» Quoted text:
BEGIN
Thursday data thought: teaching, tutoring, and upskilling others
For this Thursday's Subscriber post, I've got some thoughts bouncing around my head that might eventually turn into an actual post but needs some thinking-out-loud to see where it actually goes. So this is a reflection of the swirls of anecdotes and idea exploration that comes ahead of a formal post. Comments, opinions, and thoughts from everyone would be super helpful.
Ever since high school I knew something about myself – I can make a decent tutor, but would make an utterly terrible teacher. The reason is quite simple, while I can quite passionately go on for hours explaining, demonstrating, doing activities on a bunch of topics, I simply have no idea how to teach people who aren't particularly self-motivated enough to learn. I don't know how to do all the hard stuff about figuring out where student skill levels are nor identifying knowledge gaps. I most certainly have no idea how to convinced someone who doesn't care how to cram things into their head to at least pass a test.
So one day, it occurred to me that I've "tutored" a bunch of people on working with data at the various jobs I've been on. Usually in a big enough group, there's always a very small handful of people who actively want to learn how to write their own SQL queries, mini data analysis pipelines, or crunch some interesting numbers in spreadsheets. Most of those people eventually managed to learn to accomplish what they set out to learn and it helped in their work. Occasionally they'll hit something they're not confident about and come for some advice.
Usually, I'd pat myself on the back for having helped a handful of people become more data-literate. They can pull data, they have a sense of the importance behind counting the right things, and they have a rough idea of what makes a good experiment. While they can't stand in for a data analyst, they know to ask good questions of a data analyst. Even if I can't do the "democratize data" thing to a broad group, I've helped nudge it forward slightly at the individual level.
But now I somewhat wonder did I even succeed in that. While it's indisputable that I did teach those people useful skills, the foundations upon which all those things rest is of uncertain quality. There's bound to be gaps that might be dangerous. For example, while they know that they should have random samples for a test, they might not have the intuition about why randomness matters. They might accidentally bias their sampling trying to be clever. As a tutor, I'm just filling in the knowledge gaps that happen to present themselves in the moment like propping up an incomplete house in the woods. It's all patching without checking if the foundation is any good.
The same thing goes for when I teach people SQL, or basic programming skills. I'd teach enough to get the job done, as well as do my best to point them to more general concepts and applications. But there's a whole untold sea of knowledge that gets skipped over.
So the thought nagging at me is, have I actually help teach anyone how to fish? Or did I just give people a live fish in a bag of water, so they feel like they fished a bit but haven't actually learned much. This would be so much easier if data science work wasn't so damn interdisciplinary. Everything hangs off everything else so there's so much extra stuff to cram in. The more I ponder on it, the more impossible it seems to be to be able to tutor someone into being a junior data scientist on a part time basis. I can't think of any good way to bring someone up to speed without just throwing them into the deep end of the pool and letting them soak in the complexity.
So while all this is swirling around in my head, here comes the constant efforts I see to "democratize data" and the debate of whether to put BI-style guard rails on point and clicky dashboard systems like Looker or Tableau might encourage, or somehow teach people to work with certain kinds of data for specific situations. You'd think my doubts about teaching data skills would mean leaning towards using systems with strict guard rails, but I also detest having to set such systems up. It'd be just so much better if people and processes were data-literate enough to make use of more flexible systems.
I don't particularly want to re-hash the endless debate about democratizing data. I think those programs always swing back and forth between extremes and create a lot of organizational churn in the process. What I'm more interested in is coming to a better understanding of what are the ways in which data fundamentals can be assessed and then taught to interested folk. Essentially, what's a good fundamental curriculum for the work that we do, and how do I detect gaps in those fundamentals in the people I'm trying to help out.
Yes, there's lots of data courses and syllabi for data science work nowadays. But even if I sift through a bunch of them to see what the patterns are, I'm still missing the "evaluation" bit.
Look, teaching's an art that I most certainly don't have talent in. But that doesn't stop me from putting at least some thought into it...
END
» Written problem:
Answer these from the post on teaching data skills:
1. Which two dashboard systems does it name?
2. Since high school, what has the writer known they would make a decent one of, and what an utterly terrible one?
3. Even after sifting through data courses and syllabi, what bit does the writer say is still missing?

» Supplied information:
BEGIN
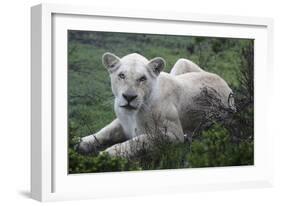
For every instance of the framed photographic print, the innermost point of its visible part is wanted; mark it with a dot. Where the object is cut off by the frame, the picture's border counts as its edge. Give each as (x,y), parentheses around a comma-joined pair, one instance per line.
(137,102)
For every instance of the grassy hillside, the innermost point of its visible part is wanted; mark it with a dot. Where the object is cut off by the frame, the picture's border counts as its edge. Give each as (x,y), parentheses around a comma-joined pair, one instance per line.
(90,100)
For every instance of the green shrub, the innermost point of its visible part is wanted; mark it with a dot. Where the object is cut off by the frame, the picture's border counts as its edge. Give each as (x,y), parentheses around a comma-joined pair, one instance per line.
(217,148)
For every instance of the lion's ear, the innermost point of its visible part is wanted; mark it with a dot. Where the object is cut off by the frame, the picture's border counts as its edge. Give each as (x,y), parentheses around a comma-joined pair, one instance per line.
(156,65)
(110,61)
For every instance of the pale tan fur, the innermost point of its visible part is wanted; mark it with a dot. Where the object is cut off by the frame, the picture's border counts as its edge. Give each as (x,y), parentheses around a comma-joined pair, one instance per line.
(163,100)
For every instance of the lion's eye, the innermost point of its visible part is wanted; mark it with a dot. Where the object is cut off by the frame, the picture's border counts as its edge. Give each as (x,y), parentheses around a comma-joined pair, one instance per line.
(142,79)
(121,76)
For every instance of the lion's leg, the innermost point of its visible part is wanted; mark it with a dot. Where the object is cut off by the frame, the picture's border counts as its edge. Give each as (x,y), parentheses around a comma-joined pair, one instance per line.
(109,135)
(183,66)
(144,142)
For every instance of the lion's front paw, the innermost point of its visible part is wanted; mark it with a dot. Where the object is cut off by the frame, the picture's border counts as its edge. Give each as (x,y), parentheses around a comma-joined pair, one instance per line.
(86,148)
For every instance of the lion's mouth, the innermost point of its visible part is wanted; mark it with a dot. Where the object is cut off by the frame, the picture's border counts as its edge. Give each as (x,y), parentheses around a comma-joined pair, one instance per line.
(129,107)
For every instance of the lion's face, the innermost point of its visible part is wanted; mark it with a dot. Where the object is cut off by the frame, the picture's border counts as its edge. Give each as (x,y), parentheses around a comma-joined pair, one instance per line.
(132,79)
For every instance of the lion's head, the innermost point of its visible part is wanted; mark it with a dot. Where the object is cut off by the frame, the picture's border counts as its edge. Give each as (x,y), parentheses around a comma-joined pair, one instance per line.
(132,78)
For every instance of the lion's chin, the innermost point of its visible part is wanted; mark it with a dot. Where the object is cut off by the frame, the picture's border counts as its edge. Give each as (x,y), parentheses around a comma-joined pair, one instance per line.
(129,107)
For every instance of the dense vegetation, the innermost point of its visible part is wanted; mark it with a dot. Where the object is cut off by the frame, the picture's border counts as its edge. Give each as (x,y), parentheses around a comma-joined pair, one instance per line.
END
» Written answer:
1. Looker and Tableau.
2. A decent tutor; an utterly terrible teacher.
3. The "evaluation" bit.